§ Text section:
On Mon Mar 06 12:01 2000 -0500, Chris Calabrese wrote:
 > > I definitely agree that the verification mechanism should have as
 > > little impact on performance as possible.  It might be useful to
 > > mention some possible mechanisms for accomplishing this (either here
 > > or in the "Resource Utilization Considerations" section), such as an
 > > ACK window size determined in the handshaking phase.
 > 
 > I disagree.  This is a requirements document.
 > Implementation considerations of this level
 > belong in a different document.

That makes sense.  I wasn't thinking about the context when I wrote
that. :)


 > > I'm not sure what you mean by saying that the verifyable delivery
 > > mechanism doesn't need to be "perfectly accurate".  It seems to me
 > > that if it's not accurate, it doesn't do any good.
 > 
 > Proper guarantee of exactly one copy of
 > every message is very difficult and expensive
 > (two phase commit with roll-back and that
 > sort of stuff). It's also not necessary for system
 > logs, IMO.
[...]

OK, now I see what you mean.  I agree that preventing duplicate
messages isn't a priority.  I was thinking of "perfectly accurate" in
terms of verifying that at least one copy was delivered, rather than
as a reference to not guarunteeing the absence of duplicate messages.
This probably boils down to a semantic argument. :)


 > The problem is that an ACK window size
 > of 1 is a real performance killer, and you don't
 > want your service to shut down just because
 > messages are getting generated just a little bit
 > faster during peaks than your log server can
 > handle them when it's still much slower on average.

§ Stored data:
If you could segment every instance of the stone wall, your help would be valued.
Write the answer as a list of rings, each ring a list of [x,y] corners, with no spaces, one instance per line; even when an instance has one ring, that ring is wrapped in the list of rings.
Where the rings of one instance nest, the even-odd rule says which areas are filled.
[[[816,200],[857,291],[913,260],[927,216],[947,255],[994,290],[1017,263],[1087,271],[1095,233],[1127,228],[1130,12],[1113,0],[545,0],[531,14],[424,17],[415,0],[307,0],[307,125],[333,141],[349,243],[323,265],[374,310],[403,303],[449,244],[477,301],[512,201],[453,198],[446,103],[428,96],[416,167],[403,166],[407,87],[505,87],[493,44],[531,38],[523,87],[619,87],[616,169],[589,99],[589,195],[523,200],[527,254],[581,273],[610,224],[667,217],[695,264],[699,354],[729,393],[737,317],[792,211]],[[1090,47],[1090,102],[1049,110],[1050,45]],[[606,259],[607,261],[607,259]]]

§ Exercise description:
Please write out everything in the email reply above from "This probably boils" down to "slower on average.".

§ Answer to the exercise:
This probably boils down to a semantic argument. :)


 > The problem is that an ACK window size
 > of 1 is a real performance killer, and you don't
 > want your service to shut down just because
 > messages are getting generated just a little bit
 > faster during peaks than your log server can
 > handle them when it's still much slower on average.